[Given problem]: How many lines of the listing below contain the string "woman", matching case exactly? Reply with the number alone.

## BEGIN Entries

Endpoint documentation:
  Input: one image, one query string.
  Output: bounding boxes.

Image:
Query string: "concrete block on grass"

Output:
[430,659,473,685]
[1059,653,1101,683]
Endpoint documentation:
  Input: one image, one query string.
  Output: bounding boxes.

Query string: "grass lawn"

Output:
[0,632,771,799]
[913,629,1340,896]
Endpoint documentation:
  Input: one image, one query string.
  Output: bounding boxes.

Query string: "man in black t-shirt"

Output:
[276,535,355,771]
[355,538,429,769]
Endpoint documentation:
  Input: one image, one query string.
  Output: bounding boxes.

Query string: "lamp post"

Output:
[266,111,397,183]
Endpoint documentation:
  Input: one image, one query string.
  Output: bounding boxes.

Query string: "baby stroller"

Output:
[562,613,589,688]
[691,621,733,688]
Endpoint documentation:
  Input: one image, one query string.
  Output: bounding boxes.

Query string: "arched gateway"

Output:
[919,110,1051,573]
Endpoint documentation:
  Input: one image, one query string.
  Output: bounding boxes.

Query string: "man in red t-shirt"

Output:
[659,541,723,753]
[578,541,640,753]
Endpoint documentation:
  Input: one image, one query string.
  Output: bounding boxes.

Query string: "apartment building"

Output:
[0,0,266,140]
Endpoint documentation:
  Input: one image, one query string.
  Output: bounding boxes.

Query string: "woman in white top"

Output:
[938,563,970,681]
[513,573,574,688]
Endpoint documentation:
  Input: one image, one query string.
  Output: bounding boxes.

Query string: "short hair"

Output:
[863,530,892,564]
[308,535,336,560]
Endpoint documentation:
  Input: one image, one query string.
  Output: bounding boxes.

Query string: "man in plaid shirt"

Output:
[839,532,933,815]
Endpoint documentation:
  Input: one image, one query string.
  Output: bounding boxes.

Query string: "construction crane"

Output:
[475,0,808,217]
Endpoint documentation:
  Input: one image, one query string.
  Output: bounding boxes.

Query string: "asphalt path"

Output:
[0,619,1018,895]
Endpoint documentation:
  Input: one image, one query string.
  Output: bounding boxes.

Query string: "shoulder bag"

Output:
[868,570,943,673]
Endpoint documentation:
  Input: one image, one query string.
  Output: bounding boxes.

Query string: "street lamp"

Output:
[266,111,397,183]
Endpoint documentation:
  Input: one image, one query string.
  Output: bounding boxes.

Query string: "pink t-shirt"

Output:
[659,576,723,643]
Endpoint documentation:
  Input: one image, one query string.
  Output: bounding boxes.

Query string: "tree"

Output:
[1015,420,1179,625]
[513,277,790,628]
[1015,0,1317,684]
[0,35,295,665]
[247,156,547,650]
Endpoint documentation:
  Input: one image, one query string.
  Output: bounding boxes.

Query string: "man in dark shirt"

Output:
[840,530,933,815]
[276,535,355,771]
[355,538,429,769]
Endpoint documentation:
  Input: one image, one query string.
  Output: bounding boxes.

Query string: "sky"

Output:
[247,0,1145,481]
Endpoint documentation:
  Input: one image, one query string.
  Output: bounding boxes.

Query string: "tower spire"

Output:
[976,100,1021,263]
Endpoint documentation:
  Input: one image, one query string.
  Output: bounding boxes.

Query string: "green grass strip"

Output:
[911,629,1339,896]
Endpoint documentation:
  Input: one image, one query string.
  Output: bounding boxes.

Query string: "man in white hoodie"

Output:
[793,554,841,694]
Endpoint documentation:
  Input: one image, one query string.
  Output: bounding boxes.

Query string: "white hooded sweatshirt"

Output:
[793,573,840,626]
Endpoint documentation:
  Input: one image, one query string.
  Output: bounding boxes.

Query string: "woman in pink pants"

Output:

## END Entries

[The response]: 2